====== Gezeigte Einträge

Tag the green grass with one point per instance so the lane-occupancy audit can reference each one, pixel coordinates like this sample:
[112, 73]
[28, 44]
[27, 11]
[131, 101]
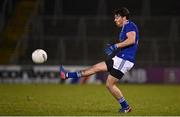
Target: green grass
[87, 99]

============

**Aufgabe:** Bring alle obigen Zeilen in eine nummerierte Liste und lass leere Zeilen weg. Die Bilder gehören nicht in die Antwort.

**Ergebnis:**
1. Tag the green grass with one point per instance so the lane-occupancy audit can reference each one, pixel coordinates like this sample:
2. [112, 73]
3. [28, 44]
4. [27, 11]
5. [131, 101]
6. Target: green grass
7. [87, 99]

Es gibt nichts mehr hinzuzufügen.